**What to produce**
Reproduce every one of the records below word for word, leaving nothing out and changing nothing.

___ Exercise materials ___

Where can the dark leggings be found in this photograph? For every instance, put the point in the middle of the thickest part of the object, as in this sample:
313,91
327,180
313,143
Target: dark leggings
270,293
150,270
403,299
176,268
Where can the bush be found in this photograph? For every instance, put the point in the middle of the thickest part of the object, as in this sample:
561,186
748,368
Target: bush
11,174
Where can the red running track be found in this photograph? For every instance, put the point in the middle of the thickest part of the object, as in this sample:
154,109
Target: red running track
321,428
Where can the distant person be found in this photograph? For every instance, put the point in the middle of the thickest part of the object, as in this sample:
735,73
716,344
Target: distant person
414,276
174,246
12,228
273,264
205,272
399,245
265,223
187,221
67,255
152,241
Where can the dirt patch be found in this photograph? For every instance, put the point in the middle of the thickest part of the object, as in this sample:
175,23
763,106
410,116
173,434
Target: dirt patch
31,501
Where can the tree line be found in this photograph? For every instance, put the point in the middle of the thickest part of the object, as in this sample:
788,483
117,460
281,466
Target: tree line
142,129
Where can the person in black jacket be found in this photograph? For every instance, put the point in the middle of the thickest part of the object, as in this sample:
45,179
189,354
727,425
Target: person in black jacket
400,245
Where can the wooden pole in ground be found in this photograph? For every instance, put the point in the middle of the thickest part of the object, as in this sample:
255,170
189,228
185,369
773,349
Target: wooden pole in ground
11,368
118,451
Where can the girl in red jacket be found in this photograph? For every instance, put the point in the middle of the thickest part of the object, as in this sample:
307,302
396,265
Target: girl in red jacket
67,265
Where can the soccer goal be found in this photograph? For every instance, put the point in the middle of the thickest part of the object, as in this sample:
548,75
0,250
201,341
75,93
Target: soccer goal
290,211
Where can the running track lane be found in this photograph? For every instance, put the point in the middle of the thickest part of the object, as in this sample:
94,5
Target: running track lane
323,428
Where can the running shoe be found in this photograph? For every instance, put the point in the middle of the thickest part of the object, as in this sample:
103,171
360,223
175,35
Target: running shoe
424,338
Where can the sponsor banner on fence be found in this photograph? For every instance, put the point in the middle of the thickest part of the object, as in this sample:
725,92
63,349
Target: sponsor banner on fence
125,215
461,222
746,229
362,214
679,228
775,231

___

**Complete answer**
Where can the dark leggings be found in this photograph? For every instance, put the point in the middle of the thickest part of the object, as in this sample:
313,91
327,180
313,143
Target: dark leggings
270,293
150,270
403,299
176,268
Where can the bush be found in this photograph? For every instance, put the point in the middle of the thickest part of the object, as in this sample:
561,186
748,368
Target: bush
11,174
Where can the red running track be found in this photograph? For every instance, put the point in the middle of the thickest part of the object, as in this sample:
154,109
Target: red running track
321,428
Where can the distant person be found in this photograph? For every instance, put the point in the middle of the thickest part of the object, as in this sample:
735,73
716,344
Target: distant person
414,276
174,246
12,228
273,264
205,272
399,245
265,223
187,221
67,255
152,241
Where can the dirt patch be found in this photograph? For every instance, put the point in the middle of the thickest part of the object, as in this sample:
175,23
763,106
410,116
173,434
Target: dirt patch
31,501
Where can the tree line be found in this photograph? For every instance, put the point in the middle of the thickest part of the object, as in this sample:
788,483
117,460
281,466
Target: tree line
142,129
Where can the person in black jacket be found in this photograph? For every instance, put the point in the middle of the thickest part of the object, as in this sample:
45,179
189,354
727,425
Target: person in black jacket
400,245
Where can the wooden pole in ground be found in this photograph? For every instance, put the point in the middle of the thickest part of the object, as in this sample:
255,170
189,228
185,369
773,349
Target: wooden pole in ground
11,368
118,451
Where can the girl in red jacket be found in this photograph? For every instance, put the point in the middle of the thickest part of the object, as in this sample:
307,302
396,265
Target: girl in red jacket
67,265
Where can the soccer goal be found in this photograph? For every instance, put the point in the middle of the thickest part of the object, as in this sample:
548,75
0,250
201,341
75,93
Target: soccer goal
290,211
Where can the running track lane be found in this photograph? For every instance, put the point in the middle of the thickest part of the object, as in this sample:
94,5
Target: running track lane
323,428
Where can the running shoe be found in this photograph? For every instance, put the point in the middle of the thickest part of the object, as in this sample:
103,171
360,223
175,35
Target: running shoe
424,338
Where can the sponsor banner on fence be found in this photograph? For every instance, put the point in the middle of the thickest part of the object, as in this sample:
725,92
63,349
Target: sponsor banner on fence
125,215
461,222
746,229
362,214
679,228
775,231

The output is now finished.